------ SOURCE EXTRACT ------

The Heart of a Nation () is a 1943 French drama film directed by Julien Duvivier who co-wrote screenplay with Marcel Achard and Charles Spaak. The film stars Raimu, Michèle Morgan and Louis Jouvet.

Plot

The film follows a family in Montmartre from the Franco-Prussian War to World War II.

An American release featured an introduction by Charles Boyer and scenes of the German entry into Paris.

Principal cast
Raimu as L'oncle Jules Froment 
Michèle Morgan as Marie Froment-Léonard 
Louis Jouvet as Pierre Froment / Félix Froment 
Suzy Prim as Estelle Froment adulte 
Renée Devillers as Gabrielle Froment
Louis Jourdan as Christian (uncredited)

Production
Louis Jourdan played the on screen brother of his real life brother, Pierre.

Filming started in late 1939 but was interrupted by the war.

Release
The film was released in New York before France.

------

- _YOUR GOAL_
Answer these questions using the article on The Heart of a Nation:
(a) Who directed the film?
(b) When did filming start?
(c) In which city was the film released before France?
The data comes from a separate source with no link to the article on The Heart of a Nation.

------ PROVIDED DATA ------

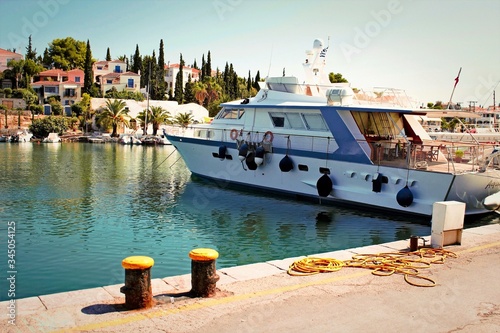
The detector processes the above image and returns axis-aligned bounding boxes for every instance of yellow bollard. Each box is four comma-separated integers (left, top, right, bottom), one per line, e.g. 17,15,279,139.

189,248,219,297
120,256,154,310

------

- _SOLUTION TO THE EXERCISE_
(a) Julien Duvivier
(b) Late 1939
(c) New York